In Erving Goffman’s writings (see 1959], [1971, 1981), talking is always a situated interactional affair, where interaction takes place in social space. Many of his concepts, like face, facework, frames, front and settings, invoke a material world, and the dynamics of positioning oneself or others within a given space or territory – as in his theorizing on footing, positionings, ripostes, come-backs and stance.[1] Moreover, much of Goffman’s writings, not only his first book (The presentation of self in everyday life, 1959) concerns the dramaturgic staging of frontstage and backstage, where participants at times act in the open and sometimes more collusively, as in what I will here call staged performances.

As in the work of Mikhail Bakhtin (1981) – another theoretician concerned with dialogic and dramaturgic perspectives – Goffman presents battles and conflicts as inherent in our lived experiences of social life. Bakhtin and Goffman have both highlighted subversive and hidden battles, and not only open disputes and infractions. They have also been deeply concerned with the detailed fabrics of collusion and questions of who speaks for whom, as in Bakhtin’s (1981) discussion on double-voiced talk, and Goffman's (1981) discussion of speakers’ participation frameworks and production formats (e.g. animator and say-for). Double-voiced talk can be seen as part of ordinary family life disciplining as when mothers in Italian families deploy endearment terms as ways of mitigating or calibrating upgraded directives (Pauletto et al. 2017) or when parents in Swedish families uphold the local food morality of dinnertime activities through a combination of upgraded directives, softened voices and caresses (Aronsson and Gottzén 2011).

The contributors to this special issue analyse aggravated displays of emotion (Bateman; Cekaite; Evaldsson & Melander Bowden; Goodwin & Lloyd; Kyratzis & Köymen) and deploy concepts from Goffman in ways that open our eyes to the dynamics of social dramas in mundane interaction – for instance, character contests (Goffman 1967), response cries, comebacks and most importantly, remedial action (Goffman 1971), a concept that it is closely related to moral order and emotion work. Thereby, emotion is positioned as a phenomenon that is partly related to how emotions are “done”; how they are negotiated in social interaction. The present contributions invoke Goffman in different ways, opening up toward novel and inventive ways of combining the detailed analyses of conversation analysis with a deep concern for emotion work and moral order in human interaction. The analyses offered concern the diplomatic work of everyday life in situations where participants have to mobilize their savoir-faire, aplomb and remedial resources (e.g. apologies, accounts or polite requests), in navigating around territorial offenses, face threats or other social infringements.

2 Multimodality, multiparty talk, and action trajectories

All the contributors to this special issue (Bateman; Cekaite; Evaldsson & Melander Bowden; M. H. Goodwin & Loyd, Kyratzis & Köymen) draw on video ethnographic data. The papers offer rich multimodal analyses, analysing both talk and other modalities in social interaction – such as gaze, gesture, posture, and locomotion – in great detail, and on a moment-to-moment basis, attending to the complexities of multimodal interaction.

• **Extracted records**
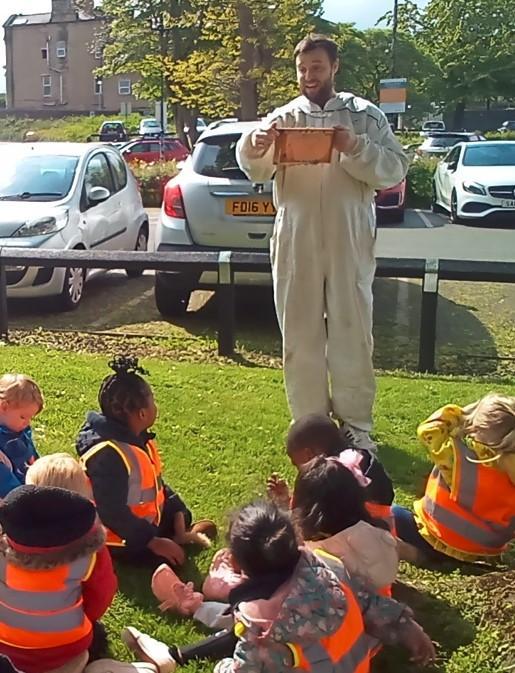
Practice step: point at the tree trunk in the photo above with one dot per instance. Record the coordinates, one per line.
(248, 54)
(459, 115)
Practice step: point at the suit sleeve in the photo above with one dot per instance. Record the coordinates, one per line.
(378, 160)
(110, 483)
(99, 589)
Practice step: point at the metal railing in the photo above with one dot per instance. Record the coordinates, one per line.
(227, 263)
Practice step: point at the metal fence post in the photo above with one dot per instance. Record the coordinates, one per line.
(428, 311)
(225, 299)
(4, 317)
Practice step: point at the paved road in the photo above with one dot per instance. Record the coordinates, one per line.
(424, 234)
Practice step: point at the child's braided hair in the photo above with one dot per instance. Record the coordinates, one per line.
(125, 391)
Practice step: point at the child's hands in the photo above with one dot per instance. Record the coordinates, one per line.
(278, 491)
(418, 643)
(168, 549)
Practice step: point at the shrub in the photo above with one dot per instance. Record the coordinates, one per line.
(151, 178)
(420, 182)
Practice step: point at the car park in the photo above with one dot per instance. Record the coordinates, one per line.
(154, 149)
(437, 144)
(476, 181)
(66, 196)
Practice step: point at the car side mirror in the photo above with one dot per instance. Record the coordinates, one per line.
(97, 195)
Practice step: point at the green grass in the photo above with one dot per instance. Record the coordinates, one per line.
(221, 429)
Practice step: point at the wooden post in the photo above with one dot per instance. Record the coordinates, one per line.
(428, 314)
(225, 299)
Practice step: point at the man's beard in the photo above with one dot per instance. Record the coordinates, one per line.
(322, 94)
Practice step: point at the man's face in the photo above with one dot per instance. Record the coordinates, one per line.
(315, 75)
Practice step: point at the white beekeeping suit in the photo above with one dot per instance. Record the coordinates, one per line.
(322, 253)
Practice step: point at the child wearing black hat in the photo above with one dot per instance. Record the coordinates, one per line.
(54, 583)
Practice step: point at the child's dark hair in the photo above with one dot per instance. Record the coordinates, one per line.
(316, 432)
(263, 540)
(328, 499)
(125, 391)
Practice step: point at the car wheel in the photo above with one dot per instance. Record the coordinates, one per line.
(454, 209)
(172, 296)
(73, 289)
(141, 246)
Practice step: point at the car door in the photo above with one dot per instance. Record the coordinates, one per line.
(101, 223)
(447, 175)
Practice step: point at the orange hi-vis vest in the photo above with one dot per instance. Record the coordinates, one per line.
(476, 515)
(348, 650)
(43, 608)
(146, 493)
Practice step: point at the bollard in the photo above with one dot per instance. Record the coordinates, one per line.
(225, 299)
(429, 305)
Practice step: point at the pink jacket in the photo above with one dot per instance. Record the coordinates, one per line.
(367, 552)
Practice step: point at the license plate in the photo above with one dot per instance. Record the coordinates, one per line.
(249, 208)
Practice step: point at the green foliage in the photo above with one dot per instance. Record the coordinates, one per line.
(221, 431)
(420, 182)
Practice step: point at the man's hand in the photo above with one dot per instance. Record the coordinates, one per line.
(345, 140)
(168, 549)
(278, 491)
(263, 138)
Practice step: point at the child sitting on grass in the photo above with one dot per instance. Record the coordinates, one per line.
(317, 435)
(20, 401)
(468, 510)
(145, 520)
(297, 608)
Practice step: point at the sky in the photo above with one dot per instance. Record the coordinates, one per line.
(364, 13)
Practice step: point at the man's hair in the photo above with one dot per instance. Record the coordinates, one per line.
(18, 389)
(316, 41)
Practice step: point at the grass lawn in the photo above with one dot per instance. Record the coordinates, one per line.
(221, 430)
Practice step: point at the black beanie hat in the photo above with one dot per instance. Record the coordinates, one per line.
(45, 517)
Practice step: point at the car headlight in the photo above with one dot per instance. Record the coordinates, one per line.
(43, 225)
(474, 188)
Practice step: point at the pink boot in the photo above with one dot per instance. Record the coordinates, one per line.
(173, 593)
(222, 577)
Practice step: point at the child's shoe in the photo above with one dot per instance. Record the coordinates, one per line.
(149, 649)
(173, 593)
(113, 666)
(221, 578)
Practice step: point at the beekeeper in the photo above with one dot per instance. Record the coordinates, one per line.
(322, 247)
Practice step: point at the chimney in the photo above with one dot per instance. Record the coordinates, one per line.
(63, 10)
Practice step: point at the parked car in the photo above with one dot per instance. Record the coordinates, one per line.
(507, 126)
(438, 144)
(391, 203)
(154, 150)
(211, 205)
(432, 125)
(66, 196)
(476, 181)
(113, 132)
(150, 127)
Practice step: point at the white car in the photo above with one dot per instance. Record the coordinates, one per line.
(477, 181)
(150, 127)
(66, 196)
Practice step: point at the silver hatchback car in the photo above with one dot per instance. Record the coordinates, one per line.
(211, 205)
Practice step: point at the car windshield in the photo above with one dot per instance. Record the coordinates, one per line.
(490, 155)
(215, 157)
(444, 141)
(36, 177)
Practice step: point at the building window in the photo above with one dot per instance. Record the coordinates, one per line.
(46, 82)
(124, 87)
(60, 49)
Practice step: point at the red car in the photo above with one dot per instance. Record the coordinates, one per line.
(390, 203)
(155, 150)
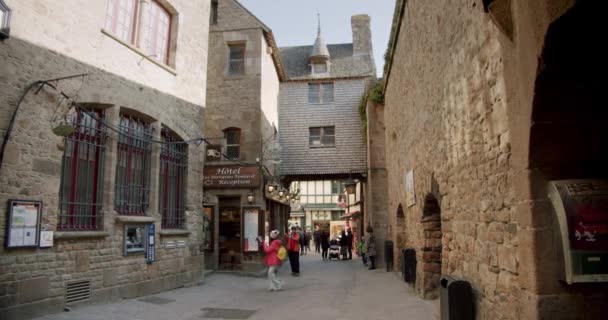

• **Exercise set**
1. Does each statement agree with the Goffman passage? Answer yes or no for each, and quote the words of the passage that settle it.
(a) Goffman treats conflict as a rare exception in social life.
(b) Only Goffman's first book deals with the staging of frontstage and backstage.
(c) Mothers in Italian families use endearment terms to mitigate or calibrate upgraded directives.
2. Can you carry the Goffman passage on from its final sentence?
The items have no connection to the Goffman passage.

• **Responses for each task**
1.
(a) No: "Goffman presents battles and conflicts as inherent in our lived experiences of social life."
(b) No: "not only his first book (The presentation of self in everyday life, 1959) concerns the dramaturgic staging of frontstage and backstage."
(c) Yes: "mothers in Italian families deploy endearment terms as ways of mitigating or calibrating upgraded directives."

2.
Over the last 10 years, much research within conversation analysis (CA) and linguistic ethnography has taken a turn toward multimodality. Several of the contributors to this special issue are senior scholars who have shaped the field of multimodal analysis of video ethnographic data (see for instance: Evaldsson and Melander 2016; Goodwin and Cekaite 2018; Goodwin and Kyratzis 2012). In several ways, this special issue can be seen as the auspicious outcome of a union of conversation analysis and language socialization theorizing with a focus on emotion talk (Capps and Ochs 1995; Ochs et al. 1996; Ochs and Schieffelin 1989). A focus in this special issue is on trajectories of situated interaction over time – as in directives, apologies, remorse, social accounts, and other aspects of remedial interchanges – rather than merely turn-taking or adjacency pairs in a social vacuum, can be seen as part of a heritage from both Goffman and language socialization theorizing.

3 Remedial action in children’s encounters with other children and adults

Even in democratic modern families, there are basic asymmetries between parents and children, and this special issue foregrounds children’s agency, showing subtle and sophisticated ways in which children may resist adult authority. It situates the emotion work involved in adults’ requests for children’s remedial actions (apologies, expressions of remorse, and compliance) as a site of contestation in the lives of children and their caretakers, such as parents and teachers. In their focus on emotion, the contributors to this special issue document emotions in family life, drawing both on conversation analysis (CA) and a language socialization paradigm, an important research tradition within linguistic anthropology (for an overview, see Duranti et al. 2012). Moreover, they contribute to a broader view of education in examining emotion work between teachers and children, as well as among the children, moving beyond the cognitive bias of much work in education.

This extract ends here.